# WHAT IS BEING ASKED
Copy out all the lines exactly. Omit pictures.

# RECORDS
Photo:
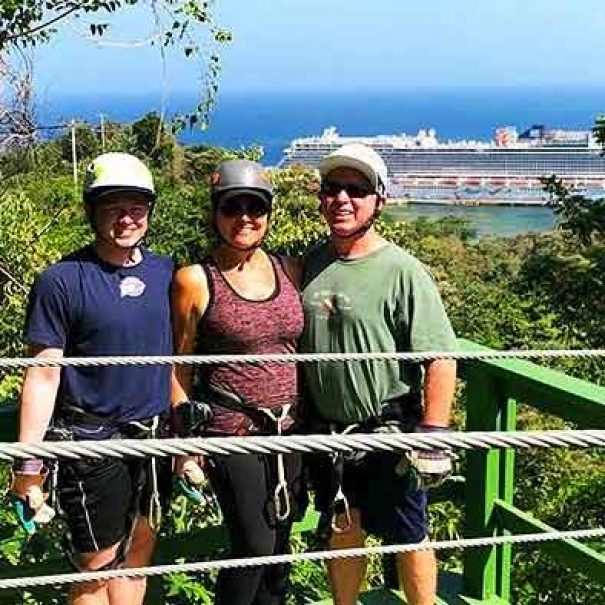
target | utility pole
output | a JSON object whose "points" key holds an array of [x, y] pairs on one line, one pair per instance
{"points": [[102, 133], [74, 156]]}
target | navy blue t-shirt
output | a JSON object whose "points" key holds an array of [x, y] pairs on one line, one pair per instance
{"points": [[88, 307]]}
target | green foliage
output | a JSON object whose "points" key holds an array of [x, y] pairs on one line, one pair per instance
{"points": [[187, 25], [527, 292]]}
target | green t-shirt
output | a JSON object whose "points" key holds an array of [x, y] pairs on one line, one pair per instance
{"points": [[382, 302]]}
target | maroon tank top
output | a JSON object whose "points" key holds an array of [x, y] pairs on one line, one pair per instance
{"points": [[235, 325]]}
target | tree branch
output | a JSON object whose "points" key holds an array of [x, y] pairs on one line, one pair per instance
{"points": [[8, 38]]}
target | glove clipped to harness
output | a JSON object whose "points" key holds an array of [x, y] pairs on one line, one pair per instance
{"points": [[191, 481], [189, 418], [27, 494], [426, 468]]}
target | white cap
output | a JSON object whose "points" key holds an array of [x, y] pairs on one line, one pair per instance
{"points": [[358, 157]]}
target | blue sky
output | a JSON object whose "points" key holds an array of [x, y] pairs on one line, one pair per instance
{"points": [[290, 45]]}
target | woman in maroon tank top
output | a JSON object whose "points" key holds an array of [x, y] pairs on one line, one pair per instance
{"points": [[241, 300]]}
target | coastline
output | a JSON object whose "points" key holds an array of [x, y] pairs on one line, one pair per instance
{"points": [[466, 202]]}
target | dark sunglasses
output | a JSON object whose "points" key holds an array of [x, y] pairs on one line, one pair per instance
{"points": [[254, 208], [353, 190]]}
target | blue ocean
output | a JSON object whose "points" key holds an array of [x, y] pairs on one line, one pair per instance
{"points": [[272, 119]]}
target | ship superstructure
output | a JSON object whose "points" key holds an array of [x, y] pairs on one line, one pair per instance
{"points": [[506, 169]]}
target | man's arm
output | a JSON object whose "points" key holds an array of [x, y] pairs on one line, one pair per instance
{"points": [[439, 389], [38, 396]]}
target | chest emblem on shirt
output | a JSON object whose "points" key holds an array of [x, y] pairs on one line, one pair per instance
{"points": [[132, 286], [330, 304]]}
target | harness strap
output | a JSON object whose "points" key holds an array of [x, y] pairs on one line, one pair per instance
{"points": [[231, 401], [260, 417], [155, 506], [281, 494], [339, 498]]}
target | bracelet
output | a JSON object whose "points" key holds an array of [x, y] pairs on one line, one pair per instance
{"points": [[28, 466]]}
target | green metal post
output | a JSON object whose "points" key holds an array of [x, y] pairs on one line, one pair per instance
{"points": [[482, 480], [490, 475], [508, 422]]}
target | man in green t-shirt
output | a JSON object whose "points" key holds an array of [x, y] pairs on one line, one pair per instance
{"points": [[364, 294]]}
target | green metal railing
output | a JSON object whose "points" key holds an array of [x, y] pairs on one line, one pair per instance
{"points": [[493, 389]]}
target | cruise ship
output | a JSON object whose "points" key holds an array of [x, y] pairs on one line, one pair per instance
{"points": [[504, 170]]}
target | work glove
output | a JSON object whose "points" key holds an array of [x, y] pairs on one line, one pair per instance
{"points": [[27, 494], [426, 468], [191, 480]]}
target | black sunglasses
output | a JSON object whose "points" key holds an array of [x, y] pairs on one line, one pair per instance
{"points": [[357, 190], [238, 207]]}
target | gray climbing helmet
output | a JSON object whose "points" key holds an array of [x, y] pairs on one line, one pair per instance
{"points": [[240, 177]]}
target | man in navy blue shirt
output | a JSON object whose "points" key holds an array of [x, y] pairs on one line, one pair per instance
{"points": [[109, 298]]}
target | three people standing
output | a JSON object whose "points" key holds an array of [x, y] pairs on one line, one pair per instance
{"points": [[359, 294]]}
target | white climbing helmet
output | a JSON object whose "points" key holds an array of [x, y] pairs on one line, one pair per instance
{"points": [[113, 172]]}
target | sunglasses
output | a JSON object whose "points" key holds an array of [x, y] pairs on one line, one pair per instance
{"points": [[136, 212], [254, 208], [353, 190]]}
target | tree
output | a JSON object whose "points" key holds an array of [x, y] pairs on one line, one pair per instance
{"points": [[177, 23]]}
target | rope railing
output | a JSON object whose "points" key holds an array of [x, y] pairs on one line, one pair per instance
{"points": [[145, 360], [205, 566], [280, 444], [273, 444]]}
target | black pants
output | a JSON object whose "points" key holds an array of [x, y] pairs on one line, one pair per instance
{"points": [[244, 487]]}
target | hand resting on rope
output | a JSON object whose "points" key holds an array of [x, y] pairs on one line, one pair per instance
{"points": [[27, 494], [427, 468]]}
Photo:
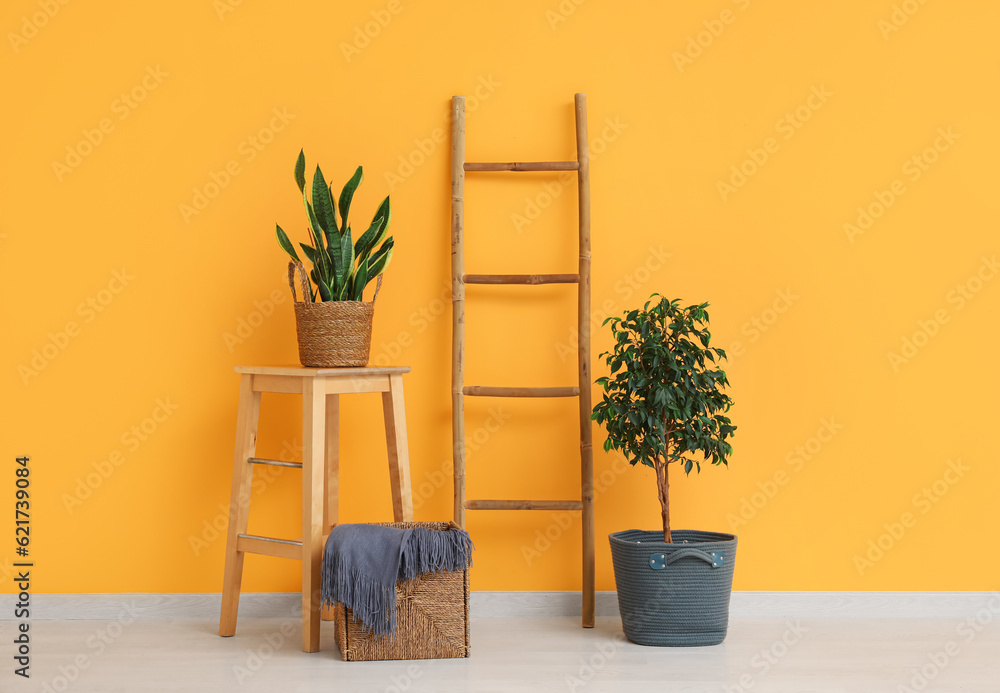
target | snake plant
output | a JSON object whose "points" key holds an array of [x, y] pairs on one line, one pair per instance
{"points": [[341, 267]]}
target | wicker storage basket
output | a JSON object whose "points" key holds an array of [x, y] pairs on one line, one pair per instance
{"points": [[432, 617], [674, 594], [331, 334]]}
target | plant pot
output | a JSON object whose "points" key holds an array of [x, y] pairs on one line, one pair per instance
{"points": [[674, 594], [332, 334]]}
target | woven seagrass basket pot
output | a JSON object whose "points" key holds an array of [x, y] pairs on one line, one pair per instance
{"points": [[331, 334], [432, 616], [674, 594]]}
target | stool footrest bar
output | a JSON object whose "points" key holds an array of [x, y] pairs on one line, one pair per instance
{"points": [[486, 391], [522, 505], [273, 463], [269, 546]]}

# RESPONSE TO THIS EXERCISE
Photo:
target | utility pole
output | a JSON object whose "points" key holds an array of [x, y] pairs on one line, one pair per instance
{"points": [[102, 133], [74, 156]]}
target | navy blue t-shirt
output | a JSON object whose "points" key holds an array of [x, y] pairs on one line, one pair per instance
{"points": [[88, 307]]}
target | green foliage
output | a JSON object whose "points" key holds an array of [x, y] pairs on one line, one pair per instance
{"points": [[187, 25], [527, 292]]}
target | green t-shirt
output | a JSON object whose "points" key holds an array of [x, y] pairs on one line, one pair per instance
{"points": [[382, 302]]}
target | maroon tank top
output | a JSON object whose "points" key holds an array of [x, y] pairs on one line, one pair per instance
{"points": [[235, 325]]}
target | tree branch
output | a JSON object whose "points" key holds an array of [x, y] pairs on one line, one pair per instance
{"points": [[8, 38]]}
target | glove clipped to harness
output | a JSON object whose "points" key holds an array of [x, y] pairs on one line, one pair per instance
{"points": [[191, 481], [189, 418], [27, 494], [426, 468]]}
target | white cap
output | a JSON object whose "points" key holds an array of [x, y] pairs on one line, one pair per instance
{"points": [[358, 157]]}
target | blue sky
output | a JSON object whose "points" key holds an array of [x, y] pairs on one line, one pair per instance
{"points": [[290, 45]]}
target | woman in maroon tank top
output | a JSON object whose "points" key holds an array of [x, y] pairs on one line, one pair per instance
{"points": [[241, 300]]}
target | coastline
output | a JSON object whose "points" key holds an array of [x, y] pairs on one line, one pair per instance
{"points": [[466, 202]]}
target | dark sunglasses
output | a JSON object whose "points" key holds an array of [x, y] pairs on one line, one pair per instance
{"points": [[254, 208], [353, 190]]}
target | blue ocean
output | a JSON object whose "points" key holds an array of [x, y] pairs on one line, one pair per instance
{"points": [[272, 119]]}
target | ship superstructure
output | a JSON object whose "points" key holds an array of [x, y] pairs on one line, one pair per instance
{"points": [[506, 169]]}
target | man's arm
output | a JSON object whose "points" key holds an array of [x, y] pairs on one line, one pair per instance
{"points": [[439, 389], [38, 396]]}
target | chest emblem on shirt
output | a JSON object whose "points" key holds an array of [x, y] pairs on one line, one pair per instance
{"points": [[132, 286], [330, 304]]}
target | harness strap
output | a JSON object whose "points" key holds an array of [x, y] pairs on one line, one pair per instance
{"points": [[231, 401], [260, 417], [155, 506], [281, 494], [339, 498]]}
target | bracelet
output | a JSON object whose "points" key holds an array of [x, y] pairs on one line, one pair per instance
{"points": [[28, 466]]}
target | green metal post
output | a JSON object whose "points" key holds an array of [x, y] pairs on one line, one pair per instance
{"points": [[482, 480], [490, 475], [508, 422]]}
target | man in green t-shirt
output | a JSON object whose "points" key holds an array of [x, y] pairs on one line, one pair per instance
{"points": [[364, 294]]}
target | green metal railing
output | a JSON object whose "points" key holds an array of [x, y] pairs on one line, one pair per instance
{"points": [[493, 389]]}
target | cruise ship
output | a JSON object whose "points" key holds an array of [x, y] pairs on one line, one pair per instance
{"points": [[504, 170]]}
target | work glove
output | a JSON object whose "points" key holds an array of [x, y] pairs on one line, one pair per instance
{"points": [[27, 494], [426, 468], [191, 480]]}
target | black sunglasses
output | a JSON object whose "points" key holds an array of [x, y] pairs on one line, one pair per instance
{"points": [[357, 190], [238, 207]]}
target | gray climbing helmet
output | a JSON object whose "points" key holds an array of [x, y] pairs on one line, one pair per instance
{"points": [[240, 177]]}
target | man in navy blue shirt
output | a JSON object whose "points" key holds an array of [x, y] pairs on one line, one pair per instance
{"points": [[109, 298]]}
target | three people standing
output | a JSON object whose "points" key holds an array of [x, y] pairs on one line, one pair per instance
{"points": [[359, 294]]}
target | white climbing helmet
output | a JSON object whose "points" key holds an array of [x, y] pairs on one line, one pair per instance
{"points": [[113, 172]]}
target | sunglasses
output | a JSON object whose "points" key holds an array of [x, y] pairs on one line, one pair per instance
{"points": [[136, 212], [254, 208], [353, 190]]}
target | tree
output | a JSON object whose "points" key holds an array of [x, y] pairs on one line, one pair per instance
{"points": [[177, 23]]}
target | rope railing
output | a JSON object whose "points" key holds an array of [x, y] pairs on one line, one pair per instance
{"points": [[145, 360], [205, 566], [280, 444], [273, 444]]}
target | black pants
output | a JSON object whose "points" key holds an array of [x, y] pairs on one line, one pair per instance
{"points": [[244, 487]]}
target | hand resting on rope
output | a JSON object whose "points" key holds an array of [x, y] pairs on one line, one pair per instance
{"points": [[27, 494], [427, 468]]}
Photo:
target | snake plant
output | a JSON object whose "points" key holds an array of [x, y] pairs on one line, one pair per instance
{"points": [[341, 267]]}
target | wicker storage basket
output | a JSON object whose "points" key holds an array of [x, y] pairs on one line, one pair per instance
{"points": [[432, 617], [674, 594], [331, 334]]}
target | plant pot
output | a JSON object whose "points" key holds an array of [x, y] pairs on one line, one pair per instance
{"points": [[674, 594], [332, 334]]}
target | woven seagrass basket pot
output | a JSON object whose "points" key holds an array of [x, y] pairs on one line, one pair per instance
{"points": [[331, 334], [432, 616], [674, 594]]}
target | stool footrest bar
output | a JSON object whose "points" key holds an array of [x, y] pairs on one line, one pair per instance
{"points": [[486, 391], [522, 505], [273, 463], [269, 546]]}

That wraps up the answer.